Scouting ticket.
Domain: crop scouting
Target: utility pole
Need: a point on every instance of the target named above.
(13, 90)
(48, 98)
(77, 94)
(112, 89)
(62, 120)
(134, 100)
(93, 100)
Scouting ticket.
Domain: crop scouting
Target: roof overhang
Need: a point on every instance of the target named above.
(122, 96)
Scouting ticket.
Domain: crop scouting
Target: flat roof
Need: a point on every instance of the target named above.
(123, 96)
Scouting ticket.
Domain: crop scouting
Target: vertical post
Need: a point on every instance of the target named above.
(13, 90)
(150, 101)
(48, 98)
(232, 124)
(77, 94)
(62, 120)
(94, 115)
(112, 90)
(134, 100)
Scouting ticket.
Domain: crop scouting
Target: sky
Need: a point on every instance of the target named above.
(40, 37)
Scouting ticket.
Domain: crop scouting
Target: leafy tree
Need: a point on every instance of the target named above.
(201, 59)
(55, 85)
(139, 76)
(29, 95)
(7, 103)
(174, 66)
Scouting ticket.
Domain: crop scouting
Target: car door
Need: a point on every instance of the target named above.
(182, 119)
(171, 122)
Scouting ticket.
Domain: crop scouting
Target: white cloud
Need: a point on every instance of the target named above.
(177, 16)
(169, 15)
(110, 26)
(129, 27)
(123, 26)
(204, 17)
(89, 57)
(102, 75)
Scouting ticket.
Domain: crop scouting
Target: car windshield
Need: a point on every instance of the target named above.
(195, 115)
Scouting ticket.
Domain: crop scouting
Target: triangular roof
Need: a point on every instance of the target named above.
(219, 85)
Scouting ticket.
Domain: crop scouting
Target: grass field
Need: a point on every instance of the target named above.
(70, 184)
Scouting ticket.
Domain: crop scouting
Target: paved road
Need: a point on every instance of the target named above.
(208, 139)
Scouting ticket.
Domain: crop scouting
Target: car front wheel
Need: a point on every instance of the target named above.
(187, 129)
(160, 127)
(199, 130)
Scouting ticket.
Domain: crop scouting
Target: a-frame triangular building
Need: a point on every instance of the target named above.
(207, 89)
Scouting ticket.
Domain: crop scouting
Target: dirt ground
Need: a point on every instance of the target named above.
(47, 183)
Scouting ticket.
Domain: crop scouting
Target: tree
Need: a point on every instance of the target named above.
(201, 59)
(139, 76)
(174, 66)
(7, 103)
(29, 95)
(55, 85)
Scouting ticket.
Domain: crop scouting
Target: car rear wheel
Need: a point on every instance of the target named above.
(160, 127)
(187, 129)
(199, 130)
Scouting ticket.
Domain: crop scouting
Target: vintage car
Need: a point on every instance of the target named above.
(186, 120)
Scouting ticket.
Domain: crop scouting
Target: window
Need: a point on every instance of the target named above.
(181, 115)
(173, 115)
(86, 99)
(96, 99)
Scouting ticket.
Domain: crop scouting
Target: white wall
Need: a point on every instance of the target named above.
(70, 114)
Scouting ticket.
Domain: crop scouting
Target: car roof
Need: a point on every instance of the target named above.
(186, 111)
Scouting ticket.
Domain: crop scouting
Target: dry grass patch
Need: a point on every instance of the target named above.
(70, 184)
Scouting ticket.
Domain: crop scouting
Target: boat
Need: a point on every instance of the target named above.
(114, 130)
• • • • •
*Challenge*. Output the listing above without altering a single character.

*Written answer*.
Scouting ticket.
Domain: crop scouting
Target: utility pole
Need: a point on every instance of the target named above.
(13, 90)
(48, 98)
(77, 94)
(112, 89)
(62, 120)
(134, 100)
(93, 100)
Scouting ticket.
Domain: crop scouting
Target: roof overhang
Need: a point on every instance of the target named above.
(122, 96)
Scouting ticket.
Domain: crop scouting
Target: flat roof
Need: a point on every instance of the target named above.
(123, 96)
Scouting ticket.
Domain: crop scouting
Target: vertical post
Need: a point on every instance of the target named above.
(13, 90)
(150, 101)
(48, 98)
(232, 124)
(77, 94)
(62, 120)
(94, 115)
(112, 90)
(134, 100)
Scouting ticket.
Domain: crop scouting
Target: sky
Need: a point on every instance of the target named above.
(40, 37)
Scouting ticket.
Domain: crop scouting
Target: leafy tree
Need: a point on every instance of the target named above.
(201, 59)
(55, 85)
(139, 76)
(29, 95)
(7, 103)
(174, 66)
Scouting ticket.
Domain: crop scouting
Target: car door
Need: a point on every instance of the target named above.
(182, 119)
(171, 122)
Scouting ticket.
Domain: crop scouting
Target: white cloud
Need: a point on every instance of the target named above.
(177, 16)
(169, 15)
(110, 26)
(129, 27)
(123, 26)
(204, 17)
(89, 57)
(102, 75)
Scouting ticket.
Domain: crop scouting
Target: car windshield
Need: a point on every instance of the target named above.
(195, 115)
Scouting ticket.
Domain: crop scouting
Target: triangular roof
Need: a point on every instance of the target named above.
(219, 85)
Scouting ticket.
Domain: crop scouting
Target: grass field
Need: a point on every instance of the target named above.
(70, 184)
Scouting ticket.
Domain: crop scouting
Target: paved road
Need: a point on every instance of the target named above.
(208, 139)
Scouting ticket.
Domain: crop scouting
Target: car front wheel
Need: a point on every instance of the target named above.
(187, 129)
(160, 127)
(199, 130)
Scouting ticket.
Domain: crop scouting
Target: a-frame triangular building
Need: a point on every instance of the target named above.
(207, 89)
Scouting ticket.
Domain: crop scouting
Target: dirt ground
Need: a point on every instance of the target named above.
(47, 183)
Scouting ticket.
Domain: crop scouting
Target: tree
Need: a point on every instance of the target named above.
(201, 59)
(139, 76)
(174, 66)
(7, 103)
(29, 95)
(55, 85)
Scouting ticket.
Domain: crop scouting
Target: car rear wheel
Need: a point on every instance of the target named above.
(160, 127)
(187, 129)
(199, 130)
Scouting ticket.
Domain: crop scouting
Target: vintage car
Need: a point on every instance of the target named above.
(186, 120)
Scouting ticket.
Domain: crop scouting
Target: window
Need: a point on every instance of the target named above.
(181, 115)
(173, 115)
(86, 99)
(96, 99)
Scouting ticket.
Domain: crop scouting
Target: white wall
Need: a point on every instance of the target named above.
(70, 114)
Scouting ticket.
Domain: crop scouting
Target: car roof
Need: a point on every instance of the target named above.
(186, 111)
Scouting ticket.
Domain: crop scouting
Target: dry grass patch
Need: a point on every instance of the target named above.
(70, 184)
Scouting ticket.
Domain: crop scouting
Target: boat
Need: a point on every instance of the target named above.
(114, 130)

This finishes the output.